***** Page *****

What could have helped? Alan Menken’s score, for one thing, might have tried to capture at least a little of the flavor of the era. Not a whiff of ragtime; and even the one period dance-hall number, “That’s Rich,” seems like a missed opportunity. The show has a lot of motion but too little wit, or grit. How about a number making fun of the pandering, sensational headlines the boys keep complaining they need to sell papers? It’s the heyday of yellow journalism, but we don’t see a single headless body, or even a topless bar. Way too crass for this polite, upbeat, by-the-numbers show.

Carol Rosegg

My expectations for End of the Rainbow were just the opposite. This musical play re-creating Judy Garland’s last, trouble-plagued singing engagement in England, six months before her death from a drug overdose in 1969, won raves in London mainly for its star, Tracie Bennett. But who needs another Judy Garland impression decked out as a full evening of Broadway theater?

***** Material *****

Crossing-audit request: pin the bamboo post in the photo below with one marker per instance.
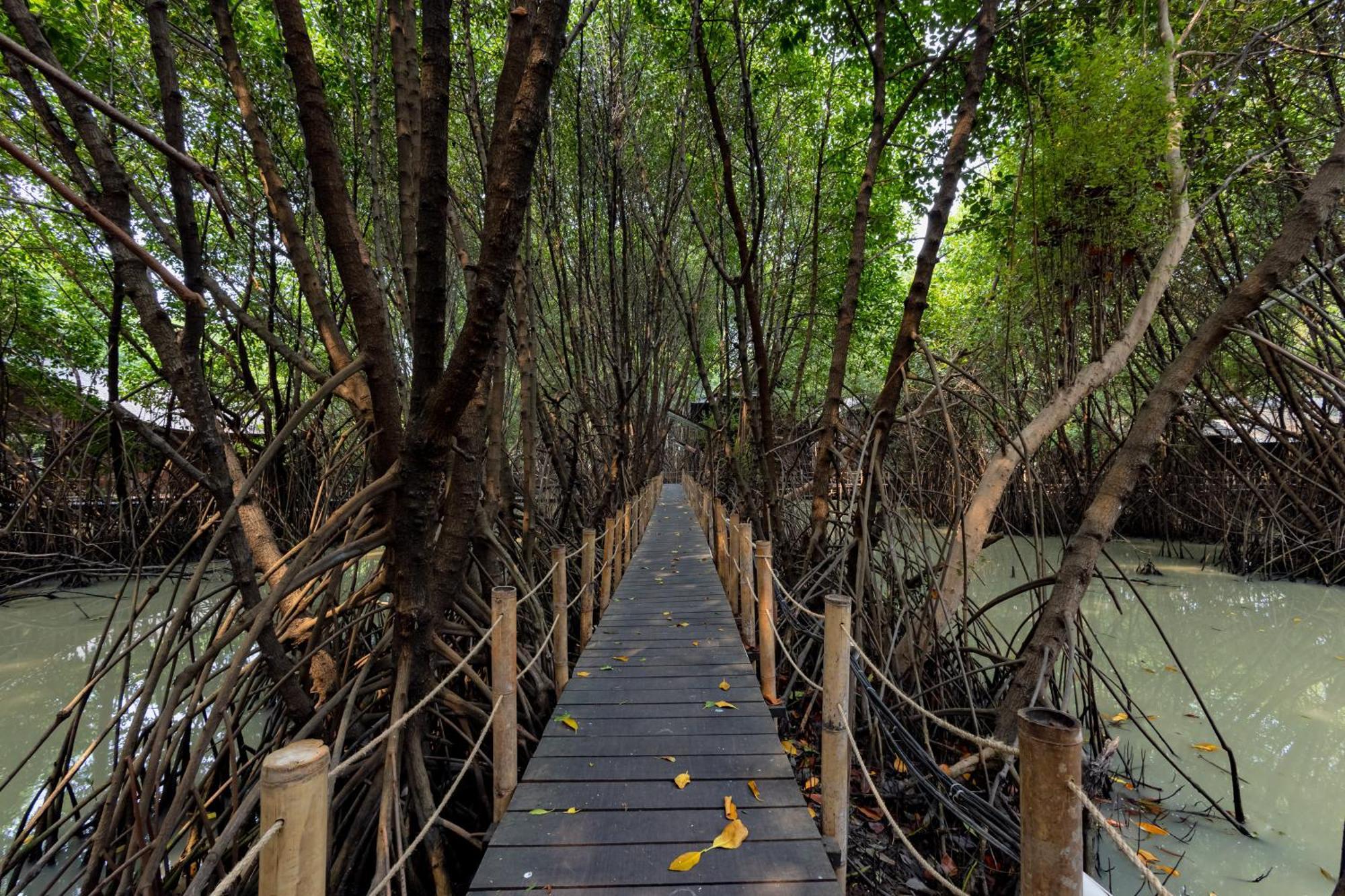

*****

Stated exercise 1:
Copy the part of the theater review starting with "Carol Rosegg" and going on through "of Broadway theater?".
Stated exercise 2:
Go on writing the theater review from the point where it stops.
The material comes from a separate source, not from the theater review.

Exercise output 1:
Carol Rosegg

My expectations for End of the Rainbow were just the opposite. This musical play re-creating Judy Garland’s last, trouble-plagued singing engagement in England, six months before her death from a drug overdose in 1969, won raves in London mainly for its star, Tracie Bennett. But who needs another Judy Garland impression decked out as a full evening of Broadway theater?

Exercise output 2:
Well, we do. Peter Quilter’s script, first of all, is a surprisingly sturdy vehicle. Set in Garland’s hotel suite, as she tries to stay off drugs and booze so she can get through her five-week run at a London club called Talk of the Town, it is one of the best close-up portraits of a star in extremis that I have seen. The focus is on Garland, of course, but also on the attendants and enablers around her, chiefly her new manager and soon-to-be fifth husband, Mickey Deans (Tom Pelphrey), and an admiring British piano accompanist (Michael Cumpsty).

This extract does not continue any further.